Translate this sentence from the Sóller travel diary into Spanish: "The sun is still shining and it looks like it will continue to do so until the end of our holiday."

Reading passage:
________________________

Wednesday March 15th
Sóller-Santa Maria de l’Oliver-Fornalutx-Binibassi-Sóller
Another nice day, another pleasant walk. Today’s objective was Fornalutx, twice voted the most beautiful village in Spain. Our route took us through Santa Maria de l’Oliver an attractive small chapel. It was a stony steep path through olive groves the terracing. Climbing finished we traversed on a shady path the village, which lived up to its reputation and we sat and had a well-deserved beer at one of the cafés in the square. The route back is even nicer as it was downhill and we were soon back in Sóller for a coffee and some shopping. Although tired and sore from the previous days, we walked well today taking the uphill steadily and we are well pleased to have done a long(ish) walk in some great scenery.
Thursday March 16th
Sóller-Cap Gros-Port de Sóller-Sóller : 9.5 miles
It was changeover day and both of us feeling tired and sore from our walking earlier this week so we made it an easy one. We took breakfast sitting in the warm sun in the Place de la Constitution, watching the world go by and enjoying coffee & crepes. I then set off to collect my bike, as always, the fact that I had ordered a bike today seems to come as a surprise to the business and it had to be delivered from somewhere else but it was worth the wait as it’s a brand-new Trek SL5 with disc brakes and Bontranger wheels shod with 32mm tyres, an interesting combination. It’s worth about £3000! I walked the bike home, pratted around to get it sorted and then set off for a test ride, and after further tweaking, I rode out to Cap Gros near Port de Pollensa, visiting the port on the way back as I have plans for Sa Calobra, starting with a boat trip. My conclusion is that’s it’s one of the best bikes I have ever ridden and I’m looking forward to the next few days cycling. Meanwhile, Kathryn has engaged museum/garden visiting/relaxing mode and is enjoying having time to herself without me hopping impatiently from one foot to the other. The sun is still shining and it looks like it will continue to do so until the end of our holiday.

________________________

Stored data:
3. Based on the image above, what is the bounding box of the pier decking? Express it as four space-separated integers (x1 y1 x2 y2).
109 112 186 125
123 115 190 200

________________________

Solution:
El sol sigue brillando y parece que seguirá haciéndolo hasta el final de nuestras vacaciones.